Forum Moderators: phranque

Message Too Old, No Replies

Regex not matching as expected

         

csdude55

1:15 am on Oct 11, 2019 (gmt 0)

WebmasterWorld Senior Member 10+ Year Member Top Contributors Of The Month



I'm doing this in Perl, but I don't think the language matters too much. Here's the code:

$_ = 'https://www.example.com/whatever.html?utm_source=blah1';

$pattern = '(\?[^&]*)(&(amp;)?)?(utm_\w+|source)=[^&]*(&(amp;)?)?';

while (m#$pattern#gi) {
s#$pattern#$1$2#gi;
}

print;


I'm expecting it to print https://www.example.com/whatever.html?, but instead I'm getting https://www.example.com/whatever.html?utm_ (note the utm_ in the query string).

I originally thought that the problem was in the order of operations, so I tried reversing the pattern to (source|utm_\w+). But that had no impact, I still had the same problem. Which makes sense THEN, because it would have removed "source" before "utm_source", and then "utm_" wouldn't match anything.

I tried changing $_ to subshare=blah1 and the pattern to (sub.+|share), but that left me with ?sub at the end of $_. So it's not the "\w", the "_", or the specific words "utm" or "source".

If I remove |source from the pattern then it deletes utm_source=blah1 as expected.

If I change $_ from utm_source=blah1 to utm_campaign=blah1 or source=blah1 then it works as expected. So it's not the (\?[^&]*)(&(amp;)?)? that's throwing it off.

Can you guys and gals suggest what's messing me up here? I've tried every variation I can think of!

[edited by: phranque at 1:58 pm (utc) on Oct 11, 2019]
[edit reason] disable graphic smile faces [/edit]

lucy24

1:39 am on Oct 11, 2019 (gmt 0)

WebmasterWorld Senior Member 10+ Year Member Top Contributors Of The Month



I think you're running afoul of Regular Expressions' essential greediness. Given the chance, the pattern
[^&]*)(&(amp;)?)?(utm_\w+|source)

▸ **SUPPLIED RECORDS**:
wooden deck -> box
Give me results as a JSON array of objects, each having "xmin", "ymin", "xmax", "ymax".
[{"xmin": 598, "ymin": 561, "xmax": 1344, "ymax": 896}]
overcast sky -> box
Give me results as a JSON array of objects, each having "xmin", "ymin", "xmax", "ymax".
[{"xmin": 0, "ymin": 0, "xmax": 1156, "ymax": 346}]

▸ **CHALLENGES**:
1: According to the regex forum thread, why did the poster conclude that reversing the alternation to (source|utm_\w+) having no effect made sense? Answer in one to three sentences.
2: In the regex forum thread, what output did the poster expect the Perl code to print?
Rely only on the regex forum thread, not on the entries.

▸ **WRITTEN RESPONSES**:
1: The poster reasoned that the reversed pattern would have removed "source" before "utm_source." That would leave "utm_" behind, and "utm_" wouldn't match anything after that.

2: https://www.example.com/whatever.html?